╭─ INPUT MATERIAL
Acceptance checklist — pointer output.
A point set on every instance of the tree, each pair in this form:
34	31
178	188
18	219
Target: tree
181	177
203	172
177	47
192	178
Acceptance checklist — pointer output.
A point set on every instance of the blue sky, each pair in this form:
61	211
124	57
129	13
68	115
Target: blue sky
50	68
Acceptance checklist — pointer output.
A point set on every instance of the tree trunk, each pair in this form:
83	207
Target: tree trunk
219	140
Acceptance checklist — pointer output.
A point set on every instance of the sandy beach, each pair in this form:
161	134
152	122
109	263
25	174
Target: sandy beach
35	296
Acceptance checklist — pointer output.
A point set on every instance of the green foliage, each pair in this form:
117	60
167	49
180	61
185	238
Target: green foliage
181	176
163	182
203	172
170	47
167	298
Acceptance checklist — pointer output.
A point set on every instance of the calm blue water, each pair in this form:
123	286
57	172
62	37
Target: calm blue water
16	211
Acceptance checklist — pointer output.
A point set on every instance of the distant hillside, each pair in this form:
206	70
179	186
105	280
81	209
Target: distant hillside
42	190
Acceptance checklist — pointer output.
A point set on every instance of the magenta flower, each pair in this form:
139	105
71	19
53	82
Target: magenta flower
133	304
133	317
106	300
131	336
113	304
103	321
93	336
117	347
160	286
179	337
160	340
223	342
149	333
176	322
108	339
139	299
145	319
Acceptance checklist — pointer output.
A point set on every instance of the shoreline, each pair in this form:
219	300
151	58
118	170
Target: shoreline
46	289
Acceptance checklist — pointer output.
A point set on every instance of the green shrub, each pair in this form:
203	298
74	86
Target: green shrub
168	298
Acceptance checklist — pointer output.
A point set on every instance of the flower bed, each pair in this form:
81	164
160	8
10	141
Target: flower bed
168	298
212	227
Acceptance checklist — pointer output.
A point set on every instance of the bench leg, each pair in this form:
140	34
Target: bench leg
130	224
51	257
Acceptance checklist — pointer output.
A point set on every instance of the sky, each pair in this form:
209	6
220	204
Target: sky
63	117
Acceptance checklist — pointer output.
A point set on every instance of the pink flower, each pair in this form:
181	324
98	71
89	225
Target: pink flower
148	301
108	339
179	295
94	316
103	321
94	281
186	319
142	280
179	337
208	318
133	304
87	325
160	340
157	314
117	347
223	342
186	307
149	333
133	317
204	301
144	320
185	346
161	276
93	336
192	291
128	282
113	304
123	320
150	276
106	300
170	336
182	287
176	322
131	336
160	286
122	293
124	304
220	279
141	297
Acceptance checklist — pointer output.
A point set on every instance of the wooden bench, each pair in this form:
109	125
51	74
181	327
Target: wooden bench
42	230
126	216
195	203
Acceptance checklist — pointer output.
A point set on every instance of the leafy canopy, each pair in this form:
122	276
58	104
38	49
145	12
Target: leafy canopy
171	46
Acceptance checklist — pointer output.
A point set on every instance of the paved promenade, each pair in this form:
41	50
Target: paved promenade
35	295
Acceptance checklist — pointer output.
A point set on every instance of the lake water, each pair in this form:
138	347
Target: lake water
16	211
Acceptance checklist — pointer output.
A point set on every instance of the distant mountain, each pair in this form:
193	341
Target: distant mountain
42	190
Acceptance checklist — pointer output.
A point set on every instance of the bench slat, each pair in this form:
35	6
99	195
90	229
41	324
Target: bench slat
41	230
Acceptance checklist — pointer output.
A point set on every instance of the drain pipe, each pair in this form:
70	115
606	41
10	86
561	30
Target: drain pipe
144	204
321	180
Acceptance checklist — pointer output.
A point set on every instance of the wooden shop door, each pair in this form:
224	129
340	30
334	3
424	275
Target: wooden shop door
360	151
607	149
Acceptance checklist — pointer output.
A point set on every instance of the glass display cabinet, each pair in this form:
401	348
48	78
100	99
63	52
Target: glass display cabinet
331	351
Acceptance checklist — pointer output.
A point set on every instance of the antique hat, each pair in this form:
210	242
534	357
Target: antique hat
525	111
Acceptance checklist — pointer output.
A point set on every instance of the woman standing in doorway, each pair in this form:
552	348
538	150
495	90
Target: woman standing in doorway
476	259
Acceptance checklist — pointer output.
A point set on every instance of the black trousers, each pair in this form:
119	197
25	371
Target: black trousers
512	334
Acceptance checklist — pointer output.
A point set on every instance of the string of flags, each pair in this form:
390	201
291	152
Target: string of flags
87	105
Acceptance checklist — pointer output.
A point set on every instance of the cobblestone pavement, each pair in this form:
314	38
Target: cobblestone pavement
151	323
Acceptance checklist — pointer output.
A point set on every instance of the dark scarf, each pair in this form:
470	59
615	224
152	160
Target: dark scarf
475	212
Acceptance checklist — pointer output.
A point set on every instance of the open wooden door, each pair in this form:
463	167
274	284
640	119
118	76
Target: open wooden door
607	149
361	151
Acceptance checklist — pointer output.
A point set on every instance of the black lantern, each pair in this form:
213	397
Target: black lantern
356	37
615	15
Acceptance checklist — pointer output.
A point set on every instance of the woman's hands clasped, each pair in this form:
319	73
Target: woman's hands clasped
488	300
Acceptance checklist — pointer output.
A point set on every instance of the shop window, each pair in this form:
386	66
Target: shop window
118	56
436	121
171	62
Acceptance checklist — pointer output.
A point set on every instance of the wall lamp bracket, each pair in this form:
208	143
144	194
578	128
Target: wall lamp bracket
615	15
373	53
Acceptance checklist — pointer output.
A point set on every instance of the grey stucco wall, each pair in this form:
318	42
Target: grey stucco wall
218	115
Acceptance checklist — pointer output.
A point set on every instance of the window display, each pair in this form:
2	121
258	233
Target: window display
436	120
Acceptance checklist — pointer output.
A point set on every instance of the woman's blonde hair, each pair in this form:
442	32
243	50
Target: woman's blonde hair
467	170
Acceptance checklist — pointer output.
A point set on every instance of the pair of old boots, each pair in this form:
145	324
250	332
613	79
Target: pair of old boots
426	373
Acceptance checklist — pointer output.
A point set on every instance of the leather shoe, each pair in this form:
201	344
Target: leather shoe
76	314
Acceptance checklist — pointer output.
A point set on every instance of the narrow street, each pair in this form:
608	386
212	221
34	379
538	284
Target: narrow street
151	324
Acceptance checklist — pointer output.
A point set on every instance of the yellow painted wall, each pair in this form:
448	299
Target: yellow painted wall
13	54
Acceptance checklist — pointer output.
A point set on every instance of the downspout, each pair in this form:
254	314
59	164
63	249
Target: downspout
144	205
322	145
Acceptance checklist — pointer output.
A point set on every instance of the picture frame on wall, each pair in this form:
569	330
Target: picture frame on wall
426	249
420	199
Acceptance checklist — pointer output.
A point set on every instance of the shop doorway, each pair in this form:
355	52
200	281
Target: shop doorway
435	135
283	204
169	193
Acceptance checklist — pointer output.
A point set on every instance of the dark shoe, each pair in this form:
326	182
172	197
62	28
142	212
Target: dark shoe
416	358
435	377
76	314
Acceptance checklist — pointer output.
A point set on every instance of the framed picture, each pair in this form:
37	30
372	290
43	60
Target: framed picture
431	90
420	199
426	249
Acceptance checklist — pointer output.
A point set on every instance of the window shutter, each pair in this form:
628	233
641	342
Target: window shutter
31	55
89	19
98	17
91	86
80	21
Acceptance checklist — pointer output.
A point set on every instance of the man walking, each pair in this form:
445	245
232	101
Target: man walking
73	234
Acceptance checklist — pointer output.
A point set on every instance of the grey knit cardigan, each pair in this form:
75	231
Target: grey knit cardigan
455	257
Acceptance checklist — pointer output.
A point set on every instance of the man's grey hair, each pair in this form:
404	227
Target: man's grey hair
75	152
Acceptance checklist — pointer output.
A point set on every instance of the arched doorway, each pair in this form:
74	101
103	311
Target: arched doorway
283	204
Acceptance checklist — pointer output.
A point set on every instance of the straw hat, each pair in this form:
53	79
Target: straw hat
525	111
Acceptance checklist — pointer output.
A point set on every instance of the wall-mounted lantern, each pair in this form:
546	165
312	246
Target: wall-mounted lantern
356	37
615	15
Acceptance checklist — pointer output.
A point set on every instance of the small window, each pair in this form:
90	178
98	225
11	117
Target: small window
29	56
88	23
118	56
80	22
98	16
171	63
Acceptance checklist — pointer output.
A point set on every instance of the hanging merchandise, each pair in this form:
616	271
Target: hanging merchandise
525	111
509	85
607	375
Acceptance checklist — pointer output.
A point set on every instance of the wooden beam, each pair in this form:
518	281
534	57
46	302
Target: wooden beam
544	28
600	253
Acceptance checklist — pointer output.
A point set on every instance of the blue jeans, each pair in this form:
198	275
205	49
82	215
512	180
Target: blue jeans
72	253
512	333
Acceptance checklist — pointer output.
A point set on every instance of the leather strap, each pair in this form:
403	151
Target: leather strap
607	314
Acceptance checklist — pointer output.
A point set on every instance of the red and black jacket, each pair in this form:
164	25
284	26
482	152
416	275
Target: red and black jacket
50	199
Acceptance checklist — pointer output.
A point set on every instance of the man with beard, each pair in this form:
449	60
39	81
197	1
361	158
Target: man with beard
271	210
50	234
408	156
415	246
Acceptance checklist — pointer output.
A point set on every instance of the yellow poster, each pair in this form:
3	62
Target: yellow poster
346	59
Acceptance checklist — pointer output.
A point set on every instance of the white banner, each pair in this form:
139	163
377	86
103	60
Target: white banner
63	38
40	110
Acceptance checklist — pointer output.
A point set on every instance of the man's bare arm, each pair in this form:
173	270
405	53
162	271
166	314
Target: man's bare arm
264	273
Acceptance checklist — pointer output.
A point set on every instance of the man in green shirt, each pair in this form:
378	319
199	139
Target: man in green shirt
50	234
╰─
AIM OF THE TASK: State how many lines in the rows above contain the string "pipe". Case counts. Reply with the number alone.

FULL SOLUTION: 2